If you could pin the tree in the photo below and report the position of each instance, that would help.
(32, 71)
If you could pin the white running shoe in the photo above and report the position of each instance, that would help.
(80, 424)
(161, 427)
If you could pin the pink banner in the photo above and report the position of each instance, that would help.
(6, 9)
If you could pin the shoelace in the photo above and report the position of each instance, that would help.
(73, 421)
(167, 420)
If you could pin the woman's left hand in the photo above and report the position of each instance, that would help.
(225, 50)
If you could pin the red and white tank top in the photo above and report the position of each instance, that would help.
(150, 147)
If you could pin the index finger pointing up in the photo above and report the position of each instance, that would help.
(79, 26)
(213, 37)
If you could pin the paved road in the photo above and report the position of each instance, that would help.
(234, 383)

---

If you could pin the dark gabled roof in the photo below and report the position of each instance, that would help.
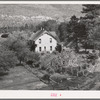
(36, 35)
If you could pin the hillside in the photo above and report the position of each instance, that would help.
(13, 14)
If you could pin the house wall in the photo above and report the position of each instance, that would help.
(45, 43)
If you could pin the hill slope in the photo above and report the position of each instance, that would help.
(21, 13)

(Task directions) Show every line of the items above that contains the word "white", matching its case exactly.

(Completed task)
If you could pin the white running shoe in the photo above and report the position of each instance, that would help.
If you could pin the red and white tank top in the photo above and report the position of each instance, that would help.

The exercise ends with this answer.